= Beginning of Section =

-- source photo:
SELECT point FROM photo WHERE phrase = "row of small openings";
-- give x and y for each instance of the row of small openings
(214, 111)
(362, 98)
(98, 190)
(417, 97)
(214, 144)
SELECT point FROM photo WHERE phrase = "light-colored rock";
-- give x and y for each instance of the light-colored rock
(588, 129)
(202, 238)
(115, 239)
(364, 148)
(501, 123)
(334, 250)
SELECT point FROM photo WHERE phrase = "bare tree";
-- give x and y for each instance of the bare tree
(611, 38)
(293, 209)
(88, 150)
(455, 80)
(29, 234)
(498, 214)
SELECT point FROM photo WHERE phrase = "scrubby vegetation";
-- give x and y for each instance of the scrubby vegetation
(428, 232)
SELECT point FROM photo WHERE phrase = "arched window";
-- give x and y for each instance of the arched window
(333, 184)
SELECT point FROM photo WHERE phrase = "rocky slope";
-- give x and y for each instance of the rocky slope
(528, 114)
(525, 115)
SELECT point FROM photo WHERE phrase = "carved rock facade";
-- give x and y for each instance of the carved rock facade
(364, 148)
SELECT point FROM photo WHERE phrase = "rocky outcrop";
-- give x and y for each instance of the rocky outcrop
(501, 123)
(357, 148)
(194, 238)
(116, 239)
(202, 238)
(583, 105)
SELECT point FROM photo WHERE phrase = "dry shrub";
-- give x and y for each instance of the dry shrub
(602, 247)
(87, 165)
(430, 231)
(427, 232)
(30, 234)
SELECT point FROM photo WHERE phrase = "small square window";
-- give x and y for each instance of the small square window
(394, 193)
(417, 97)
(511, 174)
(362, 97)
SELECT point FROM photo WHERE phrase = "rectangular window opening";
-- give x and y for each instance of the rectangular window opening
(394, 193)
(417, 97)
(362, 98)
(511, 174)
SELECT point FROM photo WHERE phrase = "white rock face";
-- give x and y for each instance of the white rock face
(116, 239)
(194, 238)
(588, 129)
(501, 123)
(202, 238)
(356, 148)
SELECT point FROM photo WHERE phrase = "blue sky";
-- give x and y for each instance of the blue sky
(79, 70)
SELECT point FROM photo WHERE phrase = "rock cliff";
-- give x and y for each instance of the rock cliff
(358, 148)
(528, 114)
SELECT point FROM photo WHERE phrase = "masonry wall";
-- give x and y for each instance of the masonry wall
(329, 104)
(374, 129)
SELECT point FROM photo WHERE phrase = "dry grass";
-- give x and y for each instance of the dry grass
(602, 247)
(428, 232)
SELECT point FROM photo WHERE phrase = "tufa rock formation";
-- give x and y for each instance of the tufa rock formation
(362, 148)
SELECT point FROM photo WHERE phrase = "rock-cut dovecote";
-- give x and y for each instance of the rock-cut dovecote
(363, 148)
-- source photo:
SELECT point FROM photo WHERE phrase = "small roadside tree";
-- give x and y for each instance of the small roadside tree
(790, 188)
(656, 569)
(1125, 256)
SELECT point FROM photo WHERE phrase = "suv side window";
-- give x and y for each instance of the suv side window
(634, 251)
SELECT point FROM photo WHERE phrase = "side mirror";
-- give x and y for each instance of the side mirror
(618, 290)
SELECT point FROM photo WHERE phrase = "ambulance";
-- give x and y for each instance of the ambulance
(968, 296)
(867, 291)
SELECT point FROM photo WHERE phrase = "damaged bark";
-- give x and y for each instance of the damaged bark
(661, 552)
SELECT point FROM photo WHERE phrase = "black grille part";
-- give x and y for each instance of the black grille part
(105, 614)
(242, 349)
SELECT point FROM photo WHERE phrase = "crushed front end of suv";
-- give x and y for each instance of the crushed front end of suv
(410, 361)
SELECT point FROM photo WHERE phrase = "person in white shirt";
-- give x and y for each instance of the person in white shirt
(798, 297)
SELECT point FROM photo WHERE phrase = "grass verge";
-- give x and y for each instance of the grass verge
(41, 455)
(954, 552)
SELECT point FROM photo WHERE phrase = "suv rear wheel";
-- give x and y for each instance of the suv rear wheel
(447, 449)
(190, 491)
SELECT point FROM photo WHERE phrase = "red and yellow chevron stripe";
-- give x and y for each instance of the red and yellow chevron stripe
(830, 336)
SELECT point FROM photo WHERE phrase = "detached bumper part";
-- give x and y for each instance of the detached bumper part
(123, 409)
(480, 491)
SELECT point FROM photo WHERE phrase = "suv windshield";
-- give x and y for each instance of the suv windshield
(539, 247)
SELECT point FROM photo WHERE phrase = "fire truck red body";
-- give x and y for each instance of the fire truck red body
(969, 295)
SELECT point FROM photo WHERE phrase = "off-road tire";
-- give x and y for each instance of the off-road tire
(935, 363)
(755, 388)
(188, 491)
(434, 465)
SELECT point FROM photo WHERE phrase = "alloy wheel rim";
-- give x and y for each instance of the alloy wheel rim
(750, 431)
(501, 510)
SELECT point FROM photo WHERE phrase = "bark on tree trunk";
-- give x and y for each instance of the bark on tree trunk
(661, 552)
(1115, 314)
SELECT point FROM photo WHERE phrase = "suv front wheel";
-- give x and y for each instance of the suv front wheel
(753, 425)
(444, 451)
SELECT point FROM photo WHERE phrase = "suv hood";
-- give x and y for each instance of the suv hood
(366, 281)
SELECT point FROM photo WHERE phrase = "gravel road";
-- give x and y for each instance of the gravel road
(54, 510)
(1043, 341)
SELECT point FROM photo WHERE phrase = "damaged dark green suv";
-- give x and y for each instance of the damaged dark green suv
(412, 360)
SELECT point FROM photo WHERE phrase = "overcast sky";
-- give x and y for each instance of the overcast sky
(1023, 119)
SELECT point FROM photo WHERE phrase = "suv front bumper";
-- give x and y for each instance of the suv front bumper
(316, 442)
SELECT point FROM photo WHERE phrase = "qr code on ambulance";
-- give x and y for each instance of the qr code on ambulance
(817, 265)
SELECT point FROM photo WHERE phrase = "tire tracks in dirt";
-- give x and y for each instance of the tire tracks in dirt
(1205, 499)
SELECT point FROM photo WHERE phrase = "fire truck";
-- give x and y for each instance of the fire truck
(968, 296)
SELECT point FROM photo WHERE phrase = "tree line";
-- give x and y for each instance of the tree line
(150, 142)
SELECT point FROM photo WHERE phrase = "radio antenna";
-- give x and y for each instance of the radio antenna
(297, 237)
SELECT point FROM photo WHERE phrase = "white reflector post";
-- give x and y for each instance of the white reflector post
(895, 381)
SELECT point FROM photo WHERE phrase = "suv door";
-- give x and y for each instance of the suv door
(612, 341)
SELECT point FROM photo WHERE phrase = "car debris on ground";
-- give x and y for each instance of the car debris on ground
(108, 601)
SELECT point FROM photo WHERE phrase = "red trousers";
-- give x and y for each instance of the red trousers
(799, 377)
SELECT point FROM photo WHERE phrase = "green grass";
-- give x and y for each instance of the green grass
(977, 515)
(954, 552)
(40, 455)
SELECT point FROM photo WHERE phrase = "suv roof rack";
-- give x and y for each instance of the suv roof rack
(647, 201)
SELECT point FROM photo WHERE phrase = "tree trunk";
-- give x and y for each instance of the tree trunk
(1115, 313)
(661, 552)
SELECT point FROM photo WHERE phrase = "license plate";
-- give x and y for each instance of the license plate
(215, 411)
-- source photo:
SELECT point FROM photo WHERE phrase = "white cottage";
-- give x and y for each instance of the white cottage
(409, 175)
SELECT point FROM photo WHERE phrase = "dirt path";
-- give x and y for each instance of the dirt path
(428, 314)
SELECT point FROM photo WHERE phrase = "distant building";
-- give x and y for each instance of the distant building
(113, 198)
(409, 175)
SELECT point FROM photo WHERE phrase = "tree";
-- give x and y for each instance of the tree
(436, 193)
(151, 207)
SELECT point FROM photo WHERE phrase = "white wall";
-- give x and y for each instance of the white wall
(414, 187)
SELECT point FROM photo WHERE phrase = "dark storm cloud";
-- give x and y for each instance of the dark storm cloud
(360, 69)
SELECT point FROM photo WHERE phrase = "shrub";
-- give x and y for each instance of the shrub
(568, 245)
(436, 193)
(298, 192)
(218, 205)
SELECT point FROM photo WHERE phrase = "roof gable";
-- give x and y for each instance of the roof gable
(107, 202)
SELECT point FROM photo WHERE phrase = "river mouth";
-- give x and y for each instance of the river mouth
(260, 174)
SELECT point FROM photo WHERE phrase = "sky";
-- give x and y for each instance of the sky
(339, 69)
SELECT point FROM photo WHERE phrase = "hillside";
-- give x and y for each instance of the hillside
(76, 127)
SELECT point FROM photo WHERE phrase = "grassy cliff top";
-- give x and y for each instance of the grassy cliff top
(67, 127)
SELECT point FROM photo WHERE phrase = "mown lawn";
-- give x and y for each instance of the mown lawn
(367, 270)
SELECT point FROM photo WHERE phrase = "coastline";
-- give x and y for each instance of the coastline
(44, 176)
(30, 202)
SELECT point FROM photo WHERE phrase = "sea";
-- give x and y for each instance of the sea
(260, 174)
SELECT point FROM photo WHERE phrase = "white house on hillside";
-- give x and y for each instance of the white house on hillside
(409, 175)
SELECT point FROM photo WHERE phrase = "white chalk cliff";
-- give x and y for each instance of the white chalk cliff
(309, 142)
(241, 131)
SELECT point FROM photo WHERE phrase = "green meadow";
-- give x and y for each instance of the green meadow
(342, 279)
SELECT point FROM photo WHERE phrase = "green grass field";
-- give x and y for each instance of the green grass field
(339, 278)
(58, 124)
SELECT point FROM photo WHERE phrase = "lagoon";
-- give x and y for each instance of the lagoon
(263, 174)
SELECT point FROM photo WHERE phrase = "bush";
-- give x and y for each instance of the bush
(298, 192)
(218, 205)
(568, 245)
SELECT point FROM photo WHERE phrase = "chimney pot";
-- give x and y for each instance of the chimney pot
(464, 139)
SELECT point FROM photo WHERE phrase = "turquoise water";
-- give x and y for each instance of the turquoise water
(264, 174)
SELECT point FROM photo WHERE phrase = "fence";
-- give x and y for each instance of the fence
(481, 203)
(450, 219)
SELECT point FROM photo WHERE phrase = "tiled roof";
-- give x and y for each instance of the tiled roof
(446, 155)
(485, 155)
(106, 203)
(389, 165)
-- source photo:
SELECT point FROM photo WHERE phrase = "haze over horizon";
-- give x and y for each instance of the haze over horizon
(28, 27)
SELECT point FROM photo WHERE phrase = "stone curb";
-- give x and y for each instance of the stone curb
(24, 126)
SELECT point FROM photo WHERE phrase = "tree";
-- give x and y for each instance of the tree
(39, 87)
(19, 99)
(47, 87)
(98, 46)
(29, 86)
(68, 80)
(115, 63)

= End of Section =

◆ Task to complete
Everything from the line with "-- give x and y for each instance of the stone" down to the final line above is to be retyped exactly. Leave the earlier lines out.

◆ Solution for this task
-- give x and y for each instance of the stone curb
(24, 126)
SELECT point FROM photo WHERE phrase = "tree";
-- give x and y for each instance of the tree
(39, 87)
(19, 99)
(47, 87)
(98, 46)
(29, 86)
(68, 80)
(115, 63)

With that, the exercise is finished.